#### GIVEN ENTRIES
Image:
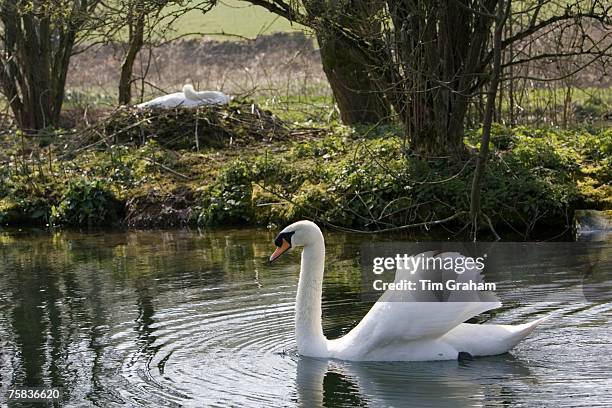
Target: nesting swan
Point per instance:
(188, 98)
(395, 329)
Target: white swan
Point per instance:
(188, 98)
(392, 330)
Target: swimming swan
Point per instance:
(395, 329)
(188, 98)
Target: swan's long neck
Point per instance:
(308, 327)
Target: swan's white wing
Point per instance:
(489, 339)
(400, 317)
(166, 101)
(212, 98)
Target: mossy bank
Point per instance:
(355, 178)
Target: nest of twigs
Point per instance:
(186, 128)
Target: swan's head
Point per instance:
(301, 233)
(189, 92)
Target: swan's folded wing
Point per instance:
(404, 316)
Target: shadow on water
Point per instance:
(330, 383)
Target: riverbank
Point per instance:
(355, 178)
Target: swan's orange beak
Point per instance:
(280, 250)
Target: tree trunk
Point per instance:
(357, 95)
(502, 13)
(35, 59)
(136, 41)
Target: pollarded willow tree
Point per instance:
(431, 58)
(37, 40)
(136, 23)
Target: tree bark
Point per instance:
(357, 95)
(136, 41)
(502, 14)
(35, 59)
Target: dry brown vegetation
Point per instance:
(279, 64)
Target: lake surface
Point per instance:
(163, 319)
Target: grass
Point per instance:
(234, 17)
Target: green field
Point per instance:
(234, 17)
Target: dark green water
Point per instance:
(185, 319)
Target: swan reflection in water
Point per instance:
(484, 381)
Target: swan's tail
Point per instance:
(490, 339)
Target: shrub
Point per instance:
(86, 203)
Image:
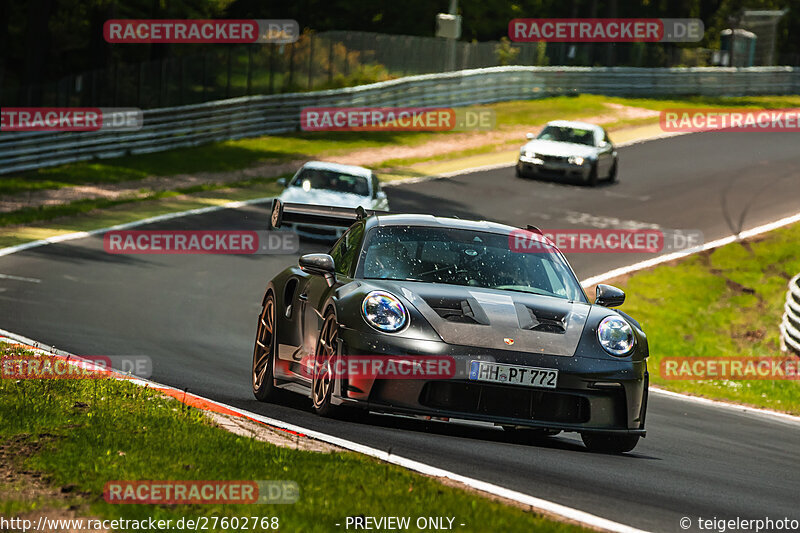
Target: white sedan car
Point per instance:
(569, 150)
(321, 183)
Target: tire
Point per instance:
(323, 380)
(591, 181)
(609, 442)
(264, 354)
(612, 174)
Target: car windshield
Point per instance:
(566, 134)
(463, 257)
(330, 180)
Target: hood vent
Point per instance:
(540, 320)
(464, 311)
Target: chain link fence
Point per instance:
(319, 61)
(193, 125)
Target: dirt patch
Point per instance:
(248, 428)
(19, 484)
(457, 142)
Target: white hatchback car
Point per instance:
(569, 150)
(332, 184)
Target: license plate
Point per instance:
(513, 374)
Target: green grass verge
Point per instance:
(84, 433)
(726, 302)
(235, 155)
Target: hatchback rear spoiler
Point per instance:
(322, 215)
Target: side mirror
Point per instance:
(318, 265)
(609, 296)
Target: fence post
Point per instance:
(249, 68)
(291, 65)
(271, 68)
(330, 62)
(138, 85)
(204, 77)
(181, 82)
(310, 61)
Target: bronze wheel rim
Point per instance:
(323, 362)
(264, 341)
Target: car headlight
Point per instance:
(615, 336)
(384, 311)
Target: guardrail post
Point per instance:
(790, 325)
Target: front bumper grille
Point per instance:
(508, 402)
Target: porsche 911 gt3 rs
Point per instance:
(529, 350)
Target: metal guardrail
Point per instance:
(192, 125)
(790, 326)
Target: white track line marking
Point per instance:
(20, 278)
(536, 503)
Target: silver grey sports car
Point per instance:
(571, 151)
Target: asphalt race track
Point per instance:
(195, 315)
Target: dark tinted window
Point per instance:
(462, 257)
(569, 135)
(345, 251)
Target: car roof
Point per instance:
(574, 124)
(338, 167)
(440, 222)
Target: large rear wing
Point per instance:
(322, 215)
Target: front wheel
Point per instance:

#### ASSIGNED TASK
Whichever lines of the data include the word "hatchback", pull them out.

#### WRITTEN ANSWER
Target: white hatchback car
Target: hatchback rear spoiler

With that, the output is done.